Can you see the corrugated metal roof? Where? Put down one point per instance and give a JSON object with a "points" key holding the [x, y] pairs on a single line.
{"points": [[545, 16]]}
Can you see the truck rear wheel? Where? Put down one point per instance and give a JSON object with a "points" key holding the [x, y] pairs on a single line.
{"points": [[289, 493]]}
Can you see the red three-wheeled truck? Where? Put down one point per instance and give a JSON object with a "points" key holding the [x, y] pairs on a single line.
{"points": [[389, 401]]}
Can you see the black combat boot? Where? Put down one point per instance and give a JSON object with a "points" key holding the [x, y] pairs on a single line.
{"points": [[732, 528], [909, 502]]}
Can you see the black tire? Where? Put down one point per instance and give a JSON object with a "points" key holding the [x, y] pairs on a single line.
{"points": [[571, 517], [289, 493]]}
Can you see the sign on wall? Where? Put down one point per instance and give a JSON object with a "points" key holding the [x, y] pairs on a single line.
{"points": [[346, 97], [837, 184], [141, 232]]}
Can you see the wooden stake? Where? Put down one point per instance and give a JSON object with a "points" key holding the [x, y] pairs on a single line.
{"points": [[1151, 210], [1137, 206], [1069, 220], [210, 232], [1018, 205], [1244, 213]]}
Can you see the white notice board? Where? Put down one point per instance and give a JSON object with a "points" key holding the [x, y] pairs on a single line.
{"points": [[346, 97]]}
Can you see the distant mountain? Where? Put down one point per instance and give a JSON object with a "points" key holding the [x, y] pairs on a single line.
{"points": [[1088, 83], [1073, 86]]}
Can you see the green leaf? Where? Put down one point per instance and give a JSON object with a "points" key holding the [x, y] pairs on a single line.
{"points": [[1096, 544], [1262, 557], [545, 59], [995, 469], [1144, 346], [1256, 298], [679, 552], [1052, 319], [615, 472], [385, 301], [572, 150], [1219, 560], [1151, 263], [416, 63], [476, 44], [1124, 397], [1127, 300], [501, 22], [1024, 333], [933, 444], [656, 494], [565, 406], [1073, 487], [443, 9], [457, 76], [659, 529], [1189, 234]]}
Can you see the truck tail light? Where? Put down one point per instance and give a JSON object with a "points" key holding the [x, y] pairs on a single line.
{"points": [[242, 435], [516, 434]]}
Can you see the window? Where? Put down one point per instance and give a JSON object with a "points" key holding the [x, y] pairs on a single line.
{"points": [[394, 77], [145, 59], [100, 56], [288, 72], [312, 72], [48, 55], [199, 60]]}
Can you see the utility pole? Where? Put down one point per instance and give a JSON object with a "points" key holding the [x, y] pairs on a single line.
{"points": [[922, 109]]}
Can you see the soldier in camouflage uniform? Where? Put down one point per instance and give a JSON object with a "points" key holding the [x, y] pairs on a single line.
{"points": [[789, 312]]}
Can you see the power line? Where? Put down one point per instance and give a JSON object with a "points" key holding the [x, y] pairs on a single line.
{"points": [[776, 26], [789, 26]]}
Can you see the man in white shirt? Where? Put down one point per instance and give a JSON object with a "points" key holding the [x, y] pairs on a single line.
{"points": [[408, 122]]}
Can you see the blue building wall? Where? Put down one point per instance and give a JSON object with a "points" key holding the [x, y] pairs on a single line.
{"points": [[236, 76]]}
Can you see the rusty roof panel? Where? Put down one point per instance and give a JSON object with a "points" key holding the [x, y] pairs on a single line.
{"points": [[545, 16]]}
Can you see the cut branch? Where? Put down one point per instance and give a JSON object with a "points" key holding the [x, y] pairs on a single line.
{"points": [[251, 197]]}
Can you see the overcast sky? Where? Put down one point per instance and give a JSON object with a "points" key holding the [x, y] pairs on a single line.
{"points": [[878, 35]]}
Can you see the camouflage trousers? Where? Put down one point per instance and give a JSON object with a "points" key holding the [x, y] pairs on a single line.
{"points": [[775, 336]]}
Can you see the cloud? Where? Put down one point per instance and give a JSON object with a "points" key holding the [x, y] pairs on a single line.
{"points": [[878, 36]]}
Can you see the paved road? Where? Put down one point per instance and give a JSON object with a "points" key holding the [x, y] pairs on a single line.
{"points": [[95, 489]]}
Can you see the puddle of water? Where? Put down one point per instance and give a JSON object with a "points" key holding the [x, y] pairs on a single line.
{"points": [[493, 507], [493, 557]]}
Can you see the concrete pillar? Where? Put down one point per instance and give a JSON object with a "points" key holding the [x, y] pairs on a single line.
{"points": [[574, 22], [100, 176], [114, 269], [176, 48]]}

⁂

DIRECTIVE
From the records above, please extract every line and repeat it exactly.

RIGHT ANSWER
Can you see the corrugated metal roof? Where? Put down one point per instance and give a JSON object with a "points" key holding the [x, y] pairs on a single line.
{"points": [[545, 16]]}
Can you see the truck rear wheel? Where? Put down one point per instance and give a JSON object with a "points" key holding the [x, y] pairs on a single line.
{"points": [[289, 493]]}
Can you see the red three-wheeled truck? Where? Put down one point per instance and give a JSON object with a "points" key holding the [x, y] pairs on a single line.
{"points": [[389, 401]]}
Can you see the black combat boot? Where? Put down one point per instance and give a JSON object with a "points" key holding the [x, y] pairs on a single line.
{"points": [[732, 528], [909, 502]]}
Can you see the black tire? Where? Put down one point per instance and give a JSON object with a "points" key holding the [x, y] pairs on a single line.
{"points": [[571, 517], [289, 493]]}
Can you see the sign on wall? Where? Put down one point per instance and give a JSON object with a "points" key holding the [x, y] pairs on a single line.
{"points": [[346, 97], [837, 184], [141, 232]]}
Can you see the wooden stake? Where? Put down one point per instance and give a JSON object with a "points" key holding the [x, y] pairs on a single line.
{"points": [[1151, 210], [1137, 206], [1069, 220], [210, 232], [1018, 205], [1244, 213]]}
Can you see the white notice board? Where? Put down one point per instance and give a JSON object with a "points" key holding the [x, y] pairs on a single line.
{"points": [[346, 97]]}
Can you see the distant mountain? Where? Put down one point per instance and give a JSON object with a "points" key holding the [x, y] pairs on a single line.
{"points": [[1088, 83], [1073, 86]]}
Can you see the green leaf? Where? Put down one point per instance and give a JSON object with a "points" key holding the [x, y] pairs on a single line.
{"points": [[1096, 544], [1262, 557], [545, 59], [995, 469], [1144, 346], [1256, 298], [679, 552], [1052, 319], [615, 472], [385, 301], [572, 150], [1219, 560], [1151, 263], [416, 63], [476, 44], [1124, 397], [1127, 300], [501, 22], [1024, 333], [933, 444], [656, 494], [565, 406], [1073, 487], [443, 9], [457, 76], [659, 529], [1189, 234]]}
Can you see the truck tail light? Where? Put down one point per instance and give a JSON object with a "points" key holding the [x, y] pairs on a single line.
{"points": [[242, 435], [516, 434]]}
Can you see the window? Where? Put down one point per instance and give a JSON object with a "points" key holding the [x, y] pairs on a single line.
{"points": [[394, 77], [145, 59], [100, 56], [288, 72], [312, 72], [48, 55], [199, 60]]}
Can you see the utility pole? Where? Put down one point per instance and give a JSON object with a "points" key holding the [x, y] pairs on a single line.
{"points": [[922, 109]]}
Can you see the soldier in camouflage uniform? Where? Put down one point per instance and give a JSON object with a "points" key holding the [x, y] pairs on a single line.
{"points": [[789, 312]]}
Can you see the power line? Where? Put down one point per instance and give a JSON object with a "points" key holding the [x, y] pairs on a single line.
{"points": [[776, 26], [789, 26]]}
Can you see the man in white shirt? Where? Put down one point per instance and give a JSON object with a "points" key holding the [x, y] pairs on a single line.
{"points": [[408, 122]]}
Can you see the blue building wall? Where? Put down one point per instance and give a JSON object with a "points" key holding the [x, y] pairs on a single line.
{"points": [[236, 76]]}
Can you see the rusty roof panel? Where? Put down one point per instance and give a JSON object with a "points" key holding the [x, y] pairs on a single line.
{"points": [[545, 16]]}
Can you see the cut branch? Where? Put down one point per instance and give a JSON object with a "points" key holding the [x, y] pairs on a single line.
{"points": [[251, 197]]}
Can you see the overcast sky? Where? Put down one point per instance and give a JSON object with a "points" key holding the [x, y] pairs on a single line.
{"points": [[878, 35]]}
Can you see the camouflage trousers? Where? Put down one point per instance and give a JSON object with a "points" key holding the [x, y] pairs on a single line.
{"points": [[775, 336]]}
Can you see the cloud? Where? Put down one point per instance and give a JSON object with a "points" key holding the [x, y] pairs on a single line.
{"points": [[878, 36]]}
Can you see the paved road? Where? Put down one point per instance and give a JSON object with a "points" key holding the [x, y] pairs on a single line.
{"points": [[95, 489]]}
Can you see the puddle of water? Where? Put down one point per instance and give a JSON object with a "points" key holding the [x, y] pairs on a single line.
{"points": [[493, 507], [493, 557]]}
Can you see the concrete pillar? Where? Put down one point per instance and give a JSON object with a "points" key holding the [x, y] pairs on a single line.
{"points": [[574, 22], [100, 176], [114, 269], [176, 48]]}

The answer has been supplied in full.